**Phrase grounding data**
- Opening Delimiter -

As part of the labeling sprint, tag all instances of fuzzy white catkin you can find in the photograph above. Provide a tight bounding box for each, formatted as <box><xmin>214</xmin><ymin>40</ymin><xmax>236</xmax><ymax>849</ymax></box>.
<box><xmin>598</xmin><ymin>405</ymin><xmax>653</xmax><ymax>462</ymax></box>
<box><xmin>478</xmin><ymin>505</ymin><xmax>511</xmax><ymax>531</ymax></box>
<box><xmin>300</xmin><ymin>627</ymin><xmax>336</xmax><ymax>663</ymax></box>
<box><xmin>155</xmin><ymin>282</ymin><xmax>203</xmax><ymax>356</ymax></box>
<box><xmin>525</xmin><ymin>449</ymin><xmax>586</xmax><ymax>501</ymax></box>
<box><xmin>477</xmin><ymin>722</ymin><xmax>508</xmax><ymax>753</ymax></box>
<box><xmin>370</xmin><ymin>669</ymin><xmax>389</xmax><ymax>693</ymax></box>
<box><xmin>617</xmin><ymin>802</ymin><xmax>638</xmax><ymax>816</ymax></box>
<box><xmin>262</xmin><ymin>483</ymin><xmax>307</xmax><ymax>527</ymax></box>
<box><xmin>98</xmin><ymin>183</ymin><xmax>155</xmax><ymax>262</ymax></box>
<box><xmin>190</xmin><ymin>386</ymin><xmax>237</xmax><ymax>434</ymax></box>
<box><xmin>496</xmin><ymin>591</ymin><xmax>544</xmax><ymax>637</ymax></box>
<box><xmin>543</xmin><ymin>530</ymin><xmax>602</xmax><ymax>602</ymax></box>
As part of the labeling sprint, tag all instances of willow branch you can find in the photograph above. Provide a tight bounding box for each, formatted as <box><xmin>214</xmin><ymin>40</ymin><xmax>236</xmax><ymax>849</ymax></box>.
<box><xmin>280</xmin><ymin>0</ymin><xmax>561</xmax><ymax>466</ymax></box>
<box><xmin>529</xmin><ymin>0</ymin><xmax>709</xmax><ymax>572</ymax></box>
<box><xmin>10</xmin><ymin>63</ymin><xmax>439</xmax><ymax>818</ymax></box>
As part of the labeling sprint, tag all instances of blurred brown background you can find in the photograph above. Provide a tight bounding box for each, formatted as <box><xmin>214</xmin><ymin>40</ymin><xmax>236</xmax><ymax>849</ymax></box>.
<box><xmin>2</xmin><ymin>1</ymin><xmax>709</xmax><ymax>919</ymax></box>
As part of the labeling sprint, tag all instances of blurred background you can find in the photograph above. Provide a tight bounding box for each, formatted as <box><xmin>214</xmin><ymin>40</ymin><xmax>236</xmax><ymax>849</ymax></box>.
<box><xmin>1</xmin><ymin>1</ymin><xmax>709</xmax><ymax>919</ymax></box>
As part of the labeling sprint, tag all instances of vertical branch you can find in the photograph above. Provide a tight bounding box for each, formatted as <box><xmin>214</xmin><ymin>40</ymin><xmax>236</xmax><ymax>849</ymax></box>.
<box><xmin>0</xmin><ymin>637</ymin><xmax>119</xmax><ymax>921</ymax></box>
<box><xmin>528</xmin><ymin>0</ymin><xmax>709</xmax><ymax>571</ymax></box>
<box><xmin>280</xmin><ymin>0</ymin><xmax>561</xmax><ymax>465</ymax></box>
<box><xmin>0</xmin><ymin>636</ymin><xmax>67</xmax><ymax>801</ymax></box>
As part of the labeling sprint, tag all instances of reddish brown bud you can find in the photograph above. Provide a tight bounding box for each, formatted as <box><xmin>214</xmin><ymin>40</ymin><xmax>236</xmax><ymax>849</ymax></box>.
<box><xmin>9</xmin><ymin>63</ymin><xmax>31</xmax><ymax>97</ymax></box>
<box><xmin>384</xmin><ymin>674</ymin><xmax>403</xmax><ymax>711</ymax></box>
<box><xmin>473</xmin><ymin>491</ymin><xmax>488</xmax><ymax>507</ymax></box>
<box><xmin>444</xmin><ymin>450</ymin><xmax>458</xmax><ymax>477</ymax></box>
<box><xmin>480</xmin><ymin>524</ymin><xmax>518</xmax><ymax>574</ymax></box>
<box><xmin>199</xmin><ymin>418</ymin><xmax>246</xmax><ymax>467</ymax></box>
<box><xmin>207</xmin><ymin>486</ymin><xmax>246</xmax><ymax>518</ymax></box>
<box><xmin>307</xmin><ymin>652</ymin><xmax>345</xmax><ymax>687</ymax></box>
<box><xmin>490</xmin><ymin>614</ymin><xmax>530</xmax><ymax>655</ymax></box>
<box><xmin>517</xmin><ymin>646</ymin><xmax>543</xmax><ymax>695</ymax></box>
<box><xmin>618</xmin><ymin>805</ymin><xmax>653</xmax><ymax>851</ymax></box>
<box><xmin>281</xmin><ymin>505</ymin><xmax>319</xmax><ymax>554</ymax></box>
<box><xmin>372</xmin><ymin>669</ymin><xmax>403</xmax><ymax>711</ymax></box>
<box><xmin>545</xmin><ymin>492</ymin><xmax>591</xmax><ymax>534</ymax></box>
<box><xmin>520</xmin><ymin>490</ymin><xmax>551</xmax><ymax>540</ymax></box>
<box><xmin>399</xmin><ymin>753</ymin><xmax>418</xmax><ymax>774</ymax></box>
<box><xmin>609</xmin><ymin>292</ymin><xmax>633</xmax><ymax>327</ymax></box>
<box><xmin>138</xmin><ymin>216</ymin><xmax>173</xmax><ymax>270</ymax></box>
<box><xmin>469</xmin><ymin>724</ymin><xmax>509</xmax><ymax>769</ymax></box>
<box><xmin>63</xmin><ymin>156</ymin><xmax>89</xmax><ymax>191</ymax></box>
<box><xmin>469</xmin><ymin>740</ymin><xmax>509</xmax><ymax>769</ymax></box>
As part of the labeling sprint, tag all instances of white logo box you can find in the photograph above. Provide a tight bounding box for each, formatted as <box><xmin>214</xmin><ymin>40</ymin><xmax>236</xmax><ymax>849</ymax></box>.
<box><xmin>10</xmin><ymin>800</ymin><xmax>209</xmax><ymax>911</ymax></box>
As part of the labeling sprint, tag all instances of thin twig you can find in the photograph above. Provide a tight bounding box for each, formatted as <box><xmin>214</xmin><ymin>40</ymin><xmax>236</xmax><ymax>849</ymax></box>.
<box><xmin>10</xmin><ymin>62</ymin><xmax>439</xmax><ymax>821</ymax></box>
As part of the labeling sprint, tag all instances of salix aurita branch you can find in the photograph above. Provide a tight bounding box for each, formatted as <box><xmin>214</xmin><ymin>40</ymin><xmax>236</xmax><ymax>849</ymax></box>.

- Closing Delimiter -

**THE PROBLEM**
Write out all of the records once more, exactly.

**ANSWER TO THIS TASK**
As part of the labeling sprint, tag all instances of fuzzy white catkin you can find in the photograph above. Provide a tight bounding box for each, formatted as <box><xmin>214</xmin><ymin>40</ymin><xmax>236</xmax><ymax>849</ymax></box>.
<box><xmin>598</xmin><ymin>405</ymin><xmax>653</xmax><ymax>462</ymax></box>
<box><xmin>478</xmin><ymin>505</ymin><xmax>511</xmax><ymax>531</ymax></box>
<box><xmin>300</xmin><ymin>627</ymin><xmax>336</xmax><ymax>663</ymax></box>
<box><xmin>155</xmin><ymin>282</ymin><xmax>203</xmax><ymax>356</ymax></box>
<box><xmin>525</xmin><ymin>449</ymin><xmax>586</xmax><ymax>501</ymax></box>
<box><xmin>477</xmin><ymin>722</ymin><xmax>508</xmax><ymax>753</ymax></box>
<box><xmin>370</xmin><ymin>669</ymin><xmax>389</xmax><ymax>693</ymax></box>
<box><xmin>617</xmin><ymin>802</ymin><xmax>638</xmax><ymax>816</ymax></box>
<box><xmin>262</xmin><ymin>483</ymin><xmax>307</xmax><ymax>527</ymax></box>
<box><xmin>98</xmin><ymin>183</ymin><xmax>155</xmax><ymax>262</ymax></box>
<box><xmin>190</xmin><ymin>386</ymin><xmax>237</xmax><ymax>434</ymax></box>
<box><xmin>496</xmin><ymin>591</ymin><xmax>544</xmax><ymax>637</ymax></box>
<box><xmin>543</xmin><ymin>530</ymin><xmax>602</xmax><ymax>602</ymax></box>
As part of the labeling sprint, tag all instances of willow branch you can find in the photograph above. Provide a tight bounding box for each, formatted as <box><xmin>214</xmin><ymin>40</ymin><xmax>236</xmax><ymax>849</ymax></box>.
<box><xmin>280</xmin><ymin>0</ymin><xmax>561</xmax><ymax>466</ymax></box>
<box><xmin>529</xmin><ymin>0</ymin><xmax>709</xmax><ymax>572</ymax></box>
<box><xmin>10</xmin><ymin>63</ymin><xmax>439</xmax><ymax>818</ymax></box>
As part of the labeling sprint, tag all instances of blurred brown background you can find in the photograph above. Provide a tight bounding box for each, formatted as <box><xmin>214</xmin><ymin>40</ymin><xmax>236</xmax><ymax>849</ymax></box>.
<box><xmin>2</xmin><ymin>1</ymin><xmax>709</xmax><ymax>919</ymax></box>
As part of the labeling sprint, tag all instances of blurred background you can find in the photograph above. Provide a tight bounding box for each, formatted as <box><xmin>214</xmin><ymin>40</ymin><xmax>236</xmax><ymax>849</ymax></box>.
<box><xmin>1</xmin><ymin>1</ymin><xmax>709</xmax><ymax>919</ymax></box>
As part of the labeling sprint, tag all instances of vertical branch you can find in the photograph above. Provide a tight bounding box for each, formatted as <box><xmin>214</xmin><ymin>40</ymin><xmax>236</xmax><ymax>849</ymax></box>.
<box><xmin>0</xmin><ymin>637</ymin><xmax>119</xmax><ymax>921</ymax></box>
<box><xmin>528</xmin><ymin>0</ymin><xmax>709</xmax><ymax>571</ymax></box>
<box><xmin>280</xmin><ymin>0</ymin><xmax>561</xmax><ymax>465</ymax></box>
<box><xmin>0</xmin><ymin>636</ymin><xmax>67</xmax><ymax>801</ymax></box>
As part of the labeling sprint, tag all instances of reddish brown bud you can find in the photograph above. Provide a tight bounding box for each, formatted as <box><xmin>214</xmin><ymin>40</ymin><xmax>236</xmax><ymax>849</ymax></box>.
<box><xmin>9</xmin><ymin>63</ymin><xmax>31</xmax><ymax>97</ymax></box>
<box><xmin>384</xmin><ymin>674</ymin><xmax>403</xmax><ymax>711</ymax></box>
<box><xmin>473</xmin><ymin>491</ymin><xmax>488</xmax><ymax>507</ymax></box>
<box><xmin>444</xmin><ymin>450</ymin><xmax>458</xmax><ymax>477</ymax></box>
<box><xmin>480</xmin><ymin>524</ymin><xmax>518</xmax><ymax>574</ymax></box>
<box><xmin>199</xmin><ymin>418</ymin><xmax>246</xmax><ymax>467</ymax></box>
<box><xmin>207</xmin><ymin>486</ymin><xmax>246</xmax><ymax>518</ymax></box>
<box><xmin>307</xmin><ymin>652</ymin><xmax>345</xmax><ymax>687</ymax></box>
<box><xmin>490</xmin><ymin>614</ymin><xmax>530</xmax><ymax>655</ymax></box>
<box><xmin>517</xmin><ymin>646</ymin><xmax>543</xmax><ymax>695</ymax></box>
<box><xmin>618</xmin><ymin>805</ymin><xmax>653</xmax><ymax>851</ymax></box>
<box><xmin>281</xmin><ymin>505</ymin><xmax>319</xmax><ymax>554</ymax></box>
<box><xmin>372</xmin><ymin>669</ymin><xmax>403</xmax><ymax>711</ymax></box>
<box><xmin>545</xmin><ymin>492</ymin><xmax>591</xmax><ymax>534</ymax></box>
<box><xmin>520</xmin><ymin>490</ymin><xmax>551</xmax><ymax>540</ymax></box>
<box><xmin>399</xmin><ymin>753</ymin><xmax>418</xmax><ymax>774</ymax></box>
<box><xmin>609</xmin><ymin>292</ymin><xmax>633</xmax><ymax>327</ymax></box>
<box><xmin>138</xmin><ymin>216</ymin><xmax>173</xmax><ymax>270</ymax></box>
<box><xmin>469</xmin><ymin>724</ymin><xmax>509</xmax><ymax>769</ymax></box>
<box><xmin>63</xmin><ymin>156</ymin><xmax>89</xmax><ymax>191</ymax></box>
<box><xmin>469</xmin><ymin>740</ymin><xmax>509</xmax><ymax>769</ymax></box>
As part of the labeling sprint, tag all instances of white logo box you can find in the photograph above. Provide a tight bounding box for each, formatted as <box><xmin>214</xmin><ymin>40</ymin><xmax>236</xmax><ymax>849</ymax></box>.
<box><xmin>10</xmin><ymin>800</ymin><xmax>209</xmax><ymax>911</ymax></box>
As part of the labeling sprint, tag all instances of thin twig you can find in the photograph above. Provide a tight bounding box for each, formatted as <box><xmin>214</xmin><ymin>40</ymin><xmax>236</xmax><ymax>849</ymax></box>.
<box><xmin>10</xmin><ymin>62</ymin><xmax>439</xmax><ymax>821</ymax></box>
As part of the labeling sprint, tag all instances of salix aurita branch you can find in the photograph above. Provide a tight bounding box for each, formatted as <box><xmin>214</xmin><ymin>40</ymin><xmax>236</xmax><ymax>849</ymax></box>.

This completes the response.